Contents

  1. What is Trie?
  2. What Does It Take to Implement a Trie?
  3. Tripple-Array Trie
  4. Double-Array Trie
  5. Suffix Compression
  6. Key Insertion
  7. Key Deletion
  8. Double-Array Pool Allocation
  9. An Implementation
  10. Download
  11. Other Implementations
  12. References

What is Trie?

Trie is a kind of digital search tree. (See [Knuth1972] for the detail of digital search tree.) [Fredkin1960] introduced the trie terminology, which is abbreviated from "Retrieval".

Trie is an efficient indexing method. It is indeed also a kind of deterministic finite automaton (DFA) (See [Cohen1990], for example, for the definition of DFA). Within the tree structure, each node corresponds to a DFA state, each (directed) labeled edge from a parent node to a child node corresponds to a DFA transition. The traversal starts at the root node. Then, from head to tail, one by one character in the key string is taken to determine the next state to go. The edge labeled with the same character is chosen to walk. Notice that each step of such walking consumes one character from the key and descends one step down the tree. If the key is exhausted and a leaf node is reached, then we arrive at the exit for that key. If we get stuck at some node, either because there is no branch labeled with the current character we have or because the key is exhausted at an internal node, then it simply implies that the key is not recognized by the trie.
--
*Things to do*
1 - In the trie excerpt, what word is "trie" abbreviated from?
2 - Turn the paragraph of the trie excerpt that begins "Trie is an efficient indexing method" into a short bulleted list that keeps its main facts.
3 - Summarize the trie excerpt in two sentences.
Rely only on the trie excerpt above.

*Supplied information*
--
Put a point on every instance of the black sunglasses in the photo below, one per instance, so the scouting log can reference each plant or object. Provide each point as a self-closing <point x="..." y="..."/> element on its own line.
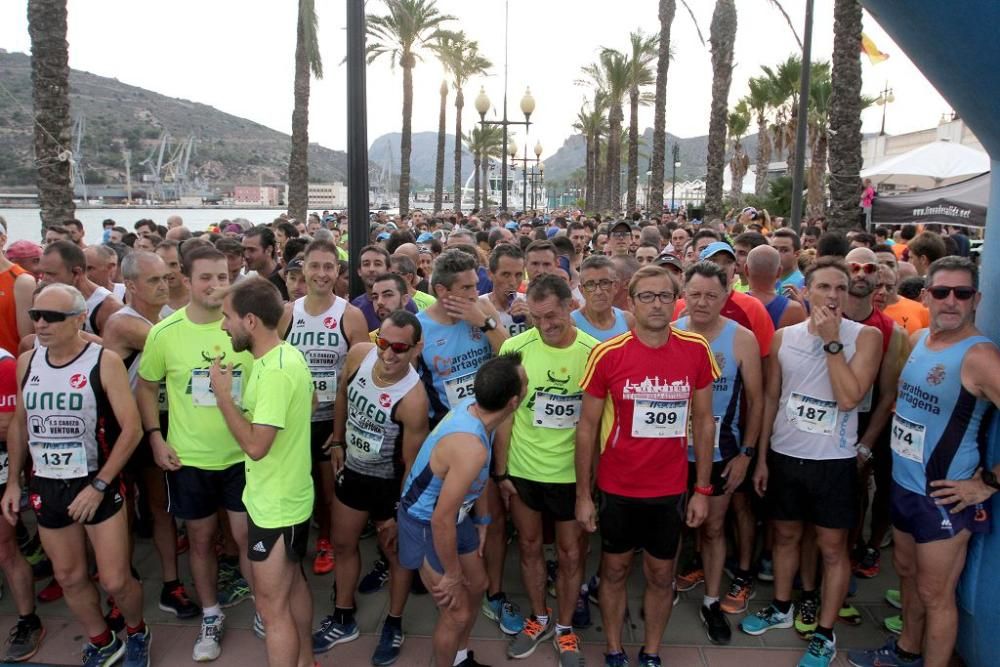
<point x="963" y="293"/>
<point x="50" y="316"/>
--
*Results for the exercise*
1 - "Retrieval."

2 -
- A trie is an efficient indexing method and also a kind of deterministic finite automaton (DFA).
- Each node corresponds to a DFA state, and each labeled edge from parent to child corresponds to a DFA transition.
- Traversal starts at the root and takes the key's characters one by one, from head to tail, following the edge labeled with the current character.
- Each step consumes one character and descends one level in the tree.
- If the key is exhausted at a leaf node, the key's exit has been reached.
- If there is no branch for the current character, or the key runs out at an internal node, the trie does not recognize the key.

3 - A trie is a kind of digital search tree, named from "retrieval," and it works as an efficient indexing method that is also a deterministic finite automaton whose nodes are states and whose labeled edges are transitions. A key is looked up by walking from the root one character at a time along matching edges, and it is recognized only if it ends at a leaf node.